(DATA EXCERPTS Opens)

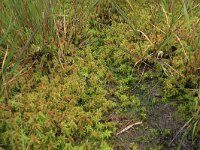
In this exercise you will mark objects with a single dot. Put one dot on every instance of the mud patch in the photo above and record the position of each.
(156, 132)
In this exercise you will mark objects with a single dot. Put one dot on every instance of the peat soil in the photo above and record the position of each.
(159, 129)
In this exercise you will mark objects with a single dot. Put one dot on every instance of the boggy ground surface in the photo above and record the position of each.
(160, 130)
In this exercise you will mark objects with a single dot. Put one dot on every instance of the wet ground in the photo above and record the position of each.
(158, 131)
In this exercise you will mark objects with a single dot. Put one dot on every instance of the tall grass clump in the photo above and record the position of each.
(172, 32)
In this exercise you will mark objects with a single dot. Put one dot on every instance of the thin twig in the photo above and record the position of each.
(128, 127)
(3, 75)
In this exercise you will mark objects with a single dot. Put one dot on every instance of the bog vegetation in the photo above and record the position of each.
(74, 73)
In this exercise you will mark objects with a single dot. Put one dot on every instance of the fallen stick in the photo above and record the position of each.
(128, 127)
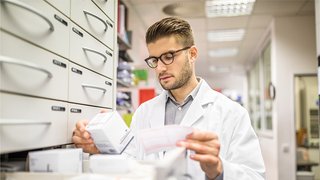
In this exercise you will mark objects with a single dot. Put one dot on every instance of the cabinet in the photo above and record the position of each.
(56, 67)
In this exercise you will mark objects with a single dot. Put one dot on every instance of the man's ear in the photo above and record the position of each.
(193, 53)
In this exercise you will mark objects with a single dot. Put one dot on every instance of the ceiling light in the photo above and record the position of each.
(216, 69)
(226, 35)
(223, 52)
(220, 8)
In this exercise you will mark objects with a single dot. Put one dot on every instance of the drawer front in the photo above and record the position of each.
(90, 53)
(93, 20)
(37, 22)
(87, 87)
(31, 70)
(107, 7)
(79, 112)
(29, 123)
(62, 5)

(DATA EXCERPTS Closes)

Write every line of the data out again exactly, leaving out all images.

In this exercise you will mark objects with a single dot. Put one dot on every instance of the mud patch in the photo above and record the position of each.
(156, 132)
In this exercise you will mark objects with a single dot. Put one dot on every instance of the peat soil in the photo above and record the position of each.
(159, 129)
In this exercise you will mark objects with a single dot. Put one dot on every instance of the boggy ground surface in the photo above and record the position of each.
(160, 130)
In this exercise you will mark objects with a single dot. Put one dot on every instance of the wet ground in the photo above and record the position of each.
(158, 131)
In this exercise you will mark objects with a single dot. Put one dot on every instance of the tall grass clump in the photo above and record the position of each.
(172, 32)
In this exercise you will mark objects with a single dot. Put one dot on every instance of the thin twig in the photo above and record the position of each.
(128, 127)
(3, 75)
In this exercise you will mark objects with a single dot. Put one dot on every instance of the bog vegetation in the photo above and record the position of each.
(74, 73)
In this exercise you will mark objects with a single dot. Put one dot on every instance of the fallen stick in the photo above and record the position of each.
(128, 127)
In this exercise you will mark objects with a single dot. Put one dot on every instance of the cabinet in the photo above and record the position of each.
(56, 67)
In this exercise you will mark objects with a single dot. Put one dot on every instance of the man's ear in the photo above and record the position of each.
(193, 53)
In this exercise you will mark objects with a single dot. Put one dot on every instance of the ceiling light in the photo above and record the position of each.
(216, 69)
(226, 35)
(223, 52)
(220, 8)
In this exercise you will mark objects with a single dot. Put one dot on every instance of the drawer front in the photo above and record the position of each.
(90, 53)
(93, 20)
(37, 22)
(87, 87)
(31, 70)
(107, 7)
(79, 112)
(29, 123)
(62, 5)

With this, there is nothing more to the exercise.